[Pointing dataset records]

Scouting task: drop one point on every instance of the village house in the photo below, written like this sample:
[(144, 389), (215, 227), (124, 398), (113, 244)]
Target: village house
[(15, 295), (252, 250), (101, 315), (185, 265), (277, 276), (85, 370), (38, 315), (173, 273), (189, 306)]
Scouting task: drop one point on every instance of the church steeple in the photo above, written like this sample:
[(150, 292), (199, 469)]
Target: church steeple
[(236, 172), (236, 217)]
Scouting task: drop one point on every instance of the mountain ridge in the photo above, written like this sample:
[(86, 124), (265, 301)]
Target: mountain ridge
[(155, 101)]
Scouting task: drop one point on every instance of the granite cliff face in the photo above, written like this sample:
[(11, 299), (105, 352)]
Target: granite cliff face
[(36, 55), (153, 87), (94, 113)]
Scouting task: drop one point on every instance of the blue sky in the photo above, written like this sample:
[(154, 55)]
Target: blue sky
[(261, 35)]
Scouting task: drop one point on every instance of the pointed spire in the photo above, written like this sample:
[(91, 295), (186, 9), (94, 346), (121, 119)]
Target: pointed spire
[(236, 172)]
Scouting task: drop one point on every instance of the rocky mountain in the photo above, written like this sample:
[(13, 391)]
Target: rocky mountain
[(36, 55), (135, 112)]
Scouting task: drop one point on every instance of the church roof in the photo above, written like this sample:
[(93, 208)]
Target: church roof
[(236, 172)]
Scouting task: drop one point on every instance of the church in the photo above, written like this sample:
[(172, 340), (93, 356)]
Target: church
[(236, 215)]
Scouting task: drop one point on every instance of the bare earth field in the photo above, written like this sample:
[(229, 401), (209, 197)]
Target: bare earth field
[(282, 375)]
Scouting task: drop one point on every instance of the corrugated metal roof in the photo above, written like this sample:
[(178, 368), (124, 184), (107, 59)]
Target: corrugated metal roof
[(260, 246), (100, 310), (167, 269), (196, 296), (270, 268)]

- Task instructions
Copy every one of the lines above without changing anything.

- Exercise response
Scouting task: drop one point on every instance of the village house in the photo below, written like this sample:
[(144, 389), (215, 227), (124, 398), (113, 244)]
Target: village house
[(15, 295), (252, 250), (101, 315), (185, 265), (277, 276), (85, 370), (38, 315), (173, 273), (189, 306)]
Scouting task: drop one point on every instance of the church steeple in the photo above, written like this sample:
[(150, 292), (199, 469)]
Target: church steeple
[(236, 172), (236, 217)]
Scouting task: drop one point on every instance of the mountain ridge in the photo above, written like this sample:
[(86, 124), (265, 301)]
Target: mountain ridge
[(155, 101)]
Scouting task: drop one point on every instance of the granite cliff face in the photo above, written like this sample:
[(11, 299), (105, 352)]
Target: granite cliff face
[(36, 55), (153, 87), (94, 113)]
Scouting task: drop one point on every instance of the blue sky in the photo above, written like this sample:
[(154, 55)]
Target: blue sky
[(261, 35)]
Scouting task: drop one point on every instance of the pointed spire in the photo above, written like this sample:
[(91, 295), (186, 9), (94, 346), (121, 119)]
Target: pointed spire
[(236, 172)]
Scouting task: drop one point on every instance of the rocky mountain in the photo above, written like this sample:
[(13, 391)]
Target: rocky mountain
[(36, 55), (135, 112)]
Scouting task: drop one point on every instance of the church roof in the photo above, written like this sample:
[(93, 208)]
Target: church roof
[(236, 172)]
Scouting task: drop one point on every instance of the church in the photo above, written like this sample:
[(172, 340), (93, 356)]
Target: church
[(236, 215)]
Scouting task: drop one point on every instance of the bare earth field in the photo above, written like this sample:
[(229, 401), (209, 197)]
Target: bare earth field
[(282, 375)]
Scouting task: drop one point on every instance of the corrugated metal roof in the photo above, written like this sample:
[(178, 368), (124, 184), (107, 59)]
Target: corrugated metal roof
[(260, 246), (100, 310), (167, 269), (196, 296), (270, 268)]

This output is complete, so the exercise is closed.